§ **Directions**: Apart from any images, the entries are to be output exactly.

Items from a data source:
· · · · · · ·

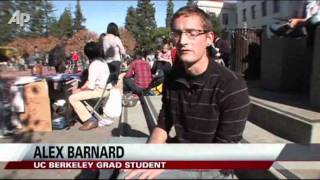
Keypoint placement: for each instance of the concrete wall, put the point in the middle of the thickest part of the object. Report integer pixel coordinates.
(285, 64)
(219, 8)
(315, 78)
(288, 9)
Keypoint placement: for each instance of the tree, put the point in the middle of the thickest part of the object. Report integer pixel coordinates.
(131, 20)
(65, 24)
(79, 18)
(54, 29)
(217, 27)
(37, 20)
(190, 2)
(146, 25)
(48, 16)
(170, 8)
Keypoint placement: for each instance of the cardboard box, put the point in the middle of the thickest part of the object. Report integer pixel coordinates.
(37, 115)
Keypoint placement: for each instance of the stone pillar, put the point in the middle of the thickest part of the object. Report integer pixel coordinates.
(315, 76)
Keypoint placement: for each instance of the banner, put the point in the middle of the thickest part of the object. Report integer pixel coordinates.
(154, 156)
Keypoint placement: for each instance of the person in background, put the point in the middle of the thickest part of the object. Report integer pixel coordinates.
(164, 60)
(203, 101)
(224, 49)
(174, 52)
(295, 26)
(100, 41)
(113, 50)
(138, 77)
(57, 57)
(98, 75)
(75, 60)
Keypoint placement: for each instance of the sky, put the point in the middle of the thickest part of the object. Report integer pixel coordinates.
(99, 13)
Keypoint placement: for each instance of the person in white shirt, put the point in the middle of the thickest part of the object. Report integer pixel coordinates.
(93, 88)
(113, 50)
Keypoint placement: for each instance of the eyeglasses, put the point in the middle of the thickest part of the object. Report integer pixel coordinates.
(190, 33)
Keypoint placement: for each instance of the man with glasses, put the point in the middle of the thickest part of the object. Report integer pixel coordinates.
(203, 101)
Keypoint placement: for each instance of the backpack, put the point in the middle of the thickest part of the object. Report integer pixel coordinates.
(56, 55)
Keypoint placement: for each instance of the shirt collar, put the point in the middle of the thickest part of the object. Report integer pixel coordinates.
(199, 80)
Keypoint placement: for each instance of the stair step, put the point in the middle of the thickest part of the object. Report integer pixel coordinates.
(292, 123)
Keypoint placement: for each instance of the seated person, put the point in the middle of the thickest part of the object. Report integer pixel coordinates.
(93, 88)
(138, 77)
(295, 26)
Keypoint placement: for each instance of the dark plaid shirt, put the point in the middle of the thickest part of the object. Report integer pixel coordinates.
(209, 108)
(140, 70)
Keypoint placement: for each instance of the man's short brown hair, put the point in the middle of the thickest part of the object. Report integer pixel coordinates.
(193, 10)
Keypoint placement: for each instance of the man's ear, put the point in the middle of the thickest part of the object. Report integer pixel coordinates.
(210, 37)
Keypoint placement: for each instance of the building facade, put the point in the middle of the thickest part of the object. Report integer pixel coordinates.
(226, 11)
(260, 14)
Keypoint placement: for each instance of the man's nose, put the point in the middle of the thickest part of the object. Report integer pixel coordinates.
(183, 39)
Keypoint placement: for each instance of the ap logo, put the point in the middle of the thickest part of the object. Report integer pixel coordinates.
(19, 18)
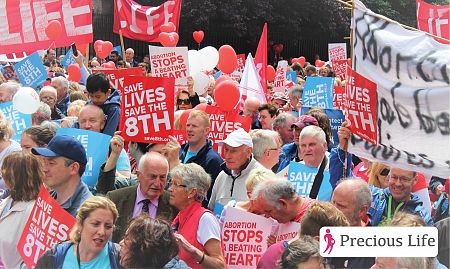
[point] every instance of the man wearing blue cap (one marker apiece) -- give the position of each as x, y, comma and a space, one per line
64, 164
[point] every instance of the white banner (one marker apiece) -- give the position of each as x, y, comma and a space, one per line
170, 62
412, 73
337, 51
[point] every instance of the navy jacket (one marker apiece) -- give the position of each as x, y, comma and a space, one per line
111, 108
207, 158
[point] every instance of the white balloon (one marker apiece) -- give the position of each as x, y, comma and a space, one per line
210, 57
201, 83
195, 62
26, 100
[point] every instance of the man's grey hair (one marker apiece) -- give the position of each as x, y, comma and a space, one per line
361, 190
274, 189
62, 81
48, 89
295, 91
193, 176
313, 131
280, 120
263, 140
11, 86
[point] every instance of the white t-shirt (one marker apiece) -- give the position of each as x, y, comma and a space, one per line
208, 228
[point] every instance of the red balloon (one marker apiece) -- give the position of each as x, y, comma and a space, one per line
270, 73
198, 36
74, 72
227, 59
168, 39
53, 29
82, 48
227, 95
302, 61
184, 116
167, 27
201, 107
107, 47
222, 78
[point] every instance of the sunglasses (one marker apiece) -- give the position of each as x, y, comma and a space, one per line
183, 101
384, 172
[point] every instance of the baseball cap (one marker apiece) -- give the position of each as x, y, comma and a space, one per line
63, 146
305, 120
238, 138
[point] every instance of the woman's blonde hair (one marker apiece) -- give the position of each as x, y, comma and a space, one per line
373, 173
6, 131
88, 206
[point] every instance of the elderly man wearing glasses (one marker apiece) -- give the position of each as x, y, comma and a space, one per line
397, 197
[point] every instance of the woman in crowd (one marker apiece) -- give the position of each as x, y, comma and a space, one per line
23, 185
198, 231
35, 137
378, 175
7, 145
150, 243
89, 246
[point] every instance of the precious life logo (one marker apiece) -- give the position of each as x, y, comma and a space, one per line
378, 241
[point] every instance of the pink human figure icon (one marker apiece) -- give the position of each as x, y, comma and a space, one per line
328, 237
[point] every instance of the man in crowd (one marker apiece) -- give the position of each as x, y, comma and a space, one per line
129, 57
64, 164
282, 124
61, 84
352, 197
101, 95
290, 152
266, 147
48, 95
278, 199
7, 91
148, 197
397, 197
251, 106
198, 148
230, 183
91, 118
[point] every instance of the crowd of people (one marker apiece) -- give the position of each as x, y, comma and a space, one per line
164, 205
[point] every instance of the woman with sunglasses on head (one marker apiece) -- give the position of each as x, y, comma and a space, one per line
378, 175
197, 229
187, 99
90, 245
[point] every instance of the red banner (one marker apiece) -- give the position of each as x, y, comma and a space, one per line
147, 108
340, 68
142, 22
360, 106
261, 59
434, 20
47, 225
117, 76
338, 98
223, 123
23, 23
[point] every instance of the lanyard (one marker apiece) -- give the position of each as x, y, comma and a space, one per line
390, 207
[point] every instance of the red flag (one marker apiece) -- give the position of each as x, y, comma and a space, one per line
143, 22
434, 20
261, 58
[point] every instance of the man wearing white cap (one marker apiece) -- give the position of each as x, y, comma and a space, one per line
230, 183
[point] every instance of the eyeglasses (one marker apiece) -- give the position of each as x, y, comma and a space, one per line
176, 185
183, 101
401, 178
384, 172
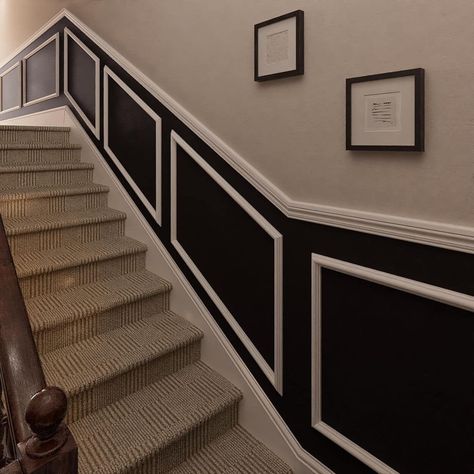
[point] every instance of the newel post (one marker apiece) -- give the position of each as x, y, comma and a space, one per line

· · · · · · ·

§ **Problem solution**:
Keypoint placement: for each instance of the concrete wall, put the point in the middle of the thickest part of the object. Report integer pixel coordinates.
(285, 64)
(219, 8)
(315, 78)
(288, 9)
Keypoint placement: for each instance of the tree, put the point in the middle of the thickest part of the object. Report integer pixel coordinates.
(131, 20)
(65, 24)
(79, 18)
(54, 29)
(217, 27)
(37, 20)
(190, 2)
(146, 25)
(48, 16)
(170, 8)
Keypoint placement: for each instance of the cardboard box, put the point in the middle of the thickest part of the object. Report integer pixel coordinates.
(37, 115)
Keypoint placement: for each instance of the stone pillar, put the point in the middle of the thickest part of the object. Report integer pixel coordinates.
(315, 76)
Keypoint placement: for each instance of the banner, put the point in the middle of the thickest part of the object. Report integer pixel coordinates.
(154, 156)
Keypoint placement: for each instance of the person in background, put the point in the middle of the thickest part of the object. Report integer pixel coordinates.
(164, 60)
(203, 101)
(224, 49)
(174, 52)
(295, 26)
(100, 41)
(113, 50)
(138, 77)
(57, 57)
(98, 75)
(75, 60)
Keypoint placement: for each instance of the sky, put the point in the middle of the thickest part of the object. Report integer pixel coordinates.
(99, 13)
Keypoint placement: for each instance of the person in white shirt, put the point in the middle of the thickest part of the object. Report integer pixel coordinates.
(93, 88)
(113, 50)
Keypoint placement: for each instance of the eyeglasses, put the point in the middle of the thickest part of the object. Report integer pixel coordinates.
(190, 33)
Keypoint placement: for each instance of the man with glasses, put the point in the middle of the thickest part of the object. Report integer pixel coordinates.
(203, 101)
Keypoint placement: for each instance of the backpack, put the point in the middle of the thickest part of the object. Report integer pixel coordinates.
(56, 55)
Keypoint placement: for each instance of the shirt collar, put the point in the middle of the thickest part of the object. Report integer pixel coordinates.
(199, 80)
Keypoint placement: for each instance of the stair step, put the point in the middle of the thickest part of the object. Report integer pixel coordinates.
(292, 123)
Keypoint placement: for each instance of the seated person, put the point in the middle of the thickest part of the object. Report integer pixel coordinates.
(93, 88)
(138, 77)
(295, 26)
Keypoint placement: for each instance of the dark plaid shirt, put the point in the middle of the thickest part of the object. Report integer pixel coordinates.
(209, 108)
(140, 70)
Keypoint placement: for each instance of the man's short brown hair, put the point in the middle of the thickest part of the object. Report integer pixel coordinates.
(193, 10)
Keypoint placement: for each instance of the man's ear, put the point in the middle of the thickest part of the object. Report integer pixel coordinates.
(210, 37)
Keypoint placement: for each instance of the building facade, put the point in the middle of the thickest part of the object. Report integer pixel coordinates.
(226, 11)
(260, 14)
Keypoint placement: for each instance of the man's nose, put the point in the middle of the thickest part of the object. Report integer pixel coordinates.
(183, 39)
Keypoint placement: for each instance of the ap logo, put the point in the middle of the thickest part of the object. Report integer pixel coordinates.
(19, 18)
[point] every instance of the man wearing blue cap (one marker apiece) -- give the position of each as x, y, comma and a space, one per line
64, 164
[point] every instance of the white banner (one marker apiece) -- give the position of each as x, y, comma and a space, one per line
170, 62
412, 73
337, 51
[point] every instance of the navy jacket (one marker apiece) -- give the position of each as x, y, comma and a space, one per line
111, 108
207, 158
[point] every instance of the white balloon (one marker apiece) -- give the position of each as x, y, comma and a space, one per line
210, 57
201, 83
195, 62
26, 100
[point] every instance of the man's grey hair (one marker apiece) -- give the position of each as x, y, comma and a space, one per line
361, 190
274, 189
62, 81
48, 89
295, 91
193, 176
313, 131
280, 120
263, 140
11, 86
[point] every instance of the white t-shirt (one marker apiece) -- give the position of each as x, y, comma and a space, one per line
208, 228
[point] every instance of the red balloon (one marker apiece) -- give the position of each as x, y, comma and a space, one per line
270, 73
198, 36
74, 72
227, 59
168, 39
53, 29
82, 48
227, 95
302, 61
184, 116
167, 27
201, 107
107, 47
222, 78
[point] every instance of the sunglasses (one marker apiece) -- give the position of each as x, y, comma and a space, one per line
183, 101
384, 172
[point] every instance of the baseball cap (one marker apiece) -- give the position of each as x, y, comma and a space, one per line
63, 146
305, 120
238, 138
[point] every instance of the woman's blonde hair (one marker apiece) -- give the position of each as x, y, comma and a space, one per line
373, 173
6, 131
88, 206
[point] every instance of the elderly man wearing glasses (one marker apiece) -- give the position of each as x, y, comma and a space, one per line
397, 197
[point] every instance of the woman in crowd (one marker apiece) -- give the position of each as x, y, comma and a space, one per line
23, 185
198, 231
35, 137
378, 175
7, 145
150, 243
89, 246
[point] every instance of the precious life logo (one marker apiece) -- give the position of each as x, y, comma and a space, one per line
378, 241
[point] every instance of the pink human figure icon (one marker apiece) -- give the position of each as x, y, comma and a space, one per line
328, 237
[point] every instance of the man in crowd (one marker apiece) -- give the position of each as x, y, comma and a space, one per line
129, 57
64, 164
282, 124
61, 84
352, 197
101, 95
290, 152
266, 147
48, 95
278, 199
7, 91
148, 197
397, 197
251, 106
198, 148
230, 183
91, 118
[point] every instance of the crowd of people (one marker apiece) -- give the position of each as x, y, comma and a space, one per line
164, 205
[point] every instance of the woman with sunglasses on head (one marker apiece) -- give the position of each as x, y, comma and a space, one per line
378, 175
197, 229
187, 99
90, 245
[point] every instance of the red banner (one marker apiece) -- give the position of each as x, y, comma and a space, one per line
147, 108
340, 68
142, 22
360, 106
261, 59
434, 20
47, 225
117, 76
338, 98
223, 123
23, 23
[point] every instance of the lanyard (one marker apiece) -- give the position of each as x, y, comma and a space, one per line
390, 207
[point] every instance of the red flag (one marker apiece) -- give the position of each as x, y, comma and a space, one per line
143, 22
434, 20
261, 58
[point] every instance of the man wearing white cap (one marker apiece) -- give the position of each as x, y, comma and a space, one per line
230, 183
[point] every instance of the eyeglasses (one marker apiece) -- give the position of each as x, y, comma and a space, one per line
176, 185
183, 101
401, 178
384, 172
[point] every instance of the newel post (one marker apiece) -- give the position of each as x, y, comma and a space, one per line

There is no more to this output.